# Character Prediction with LSTM - Adapted for Project

In [16]:
# ========================
# 1. Imports
# ========================
import torch
import torch.nn as nn
import torch.nn.functional as F
import json
import os
import nltk

nltk.download('gutenberg')
from nltk.corpus import gutenberg


[nltk_data] Downloading package gutenberg to
[nltk_data]     C:\Users\user\AppData\Roaming\nltk_data...
[nltk_data]   Package gutenberg is already up-to-date!


# 1. Characters Setup from characters.txt

In [17]:
# Load characters from characters.txt
characters_file_path = "../../data/characters.txt"

def load_characters(file_path):
    """Load characters from the specified file and add a space character."""
    try:
        with open(file_path, "r") as f:
            chars = f.read().strip()
        # Add space character to the set
        chars += " "
        print(f"Loaded {len(chars)} characters from {file_path} (including added space)")
        return chars
    except FileNotFoundError:
        print(f"Warning: Characters file not found at {file_path}. Using default character set.")
        # Default character set if file not found
        return "ABCDEFGHIJKLMNOPQRSTUVWXYZ123456789_ "

# Load characters from file
all_chars = load_characters(characters_file_path)

## Dataset excerpt
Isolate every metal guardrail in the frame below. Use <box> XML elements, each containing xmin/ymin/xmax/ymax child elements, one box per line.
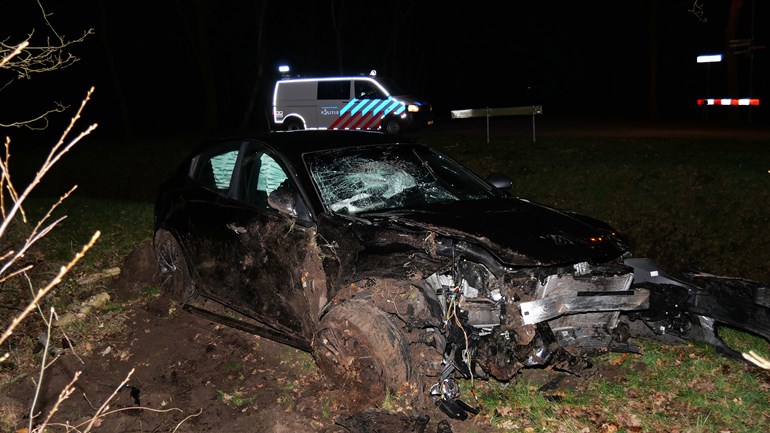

## Goals
**a.** In the LSTM character-prediction notebook, why can `load_characters` return the string "ABCDEFGHIJKLMNOPQRSTUVWXYZ123456789_ " instead of characters read from the file? Answer in one to three sentences.
**b.** Write the next part of the LSTM character-prediction notebook, continuing after the line that calls `load_characters`.
The lines after the notebook are not needed for either task.

## Solved tasks
**a.** The function returns that string when opening `characters.txt` raises a `FileNotFoundError`. It prints a warning that the file was not found at the given path and falls back to this default character set. The comment gives the reason: it is the default set "if file not found."

**b.**
char2idx = {ch: idx for idx, ch in enumerate(all_chars)}
idx2char = {idx: ch for ch, idx in char2idx.items()}
vocab_size = len(all_chars)

print("Vocabulary size:", vocab_size)
print("Characters in vocabulary:", all_chars)


Loaded 37 characters from ../../data/characters.txt (including added space)
Vocabulary size: 37
Characters in vocabulary: ABCDEFGHIJKLMNOPQRSTUVWXYZ123456789_ 


# 2. Data Cleaning Functions

In [18]:

def clean_text(text, allowed_chars):
    """
    Clean the text by:
    1. Converting all lowercase to uppercase
    2. Removing any characters not in the allowed set
    """
    # Convert to uppercase
    text = text.upper()
    # Filter to allowed characters
    text = "".join(ch for ch in text if ch in allowed_chars)
    return text


# 3. Model Definition

In [19]:
class CharPredictor(nn.Module):
    def __init__(self, vocab_size, embed_dim=64, hidden_dim=128):
        super(CharPredictor, self).__init__()
        self.embedding = nn.Embedding(vocab_size, embed_dim)
        self.lstm = nn.LSTM(embed_dim, hidden_dim, batch_first=True)
        self.fc = nn.Linear(hidden_dim, vocab_size)

    def forward(self, x):
        embed = self.embedding(x)
        _, (hidden, _) = self.lstm(embed)
        hidden = hidden.squeeze(0)
        out = self.fc(hidden)
        return out


# 4. Training Function

In [20]:
def train_model(model, dataset, epochs=5, seq_len=10, batch_size=64):
    optimizer = torch.optim.Adam(model.parameters(), lr=0.001)
    loss_fn = nn.CrossEntropyLoss()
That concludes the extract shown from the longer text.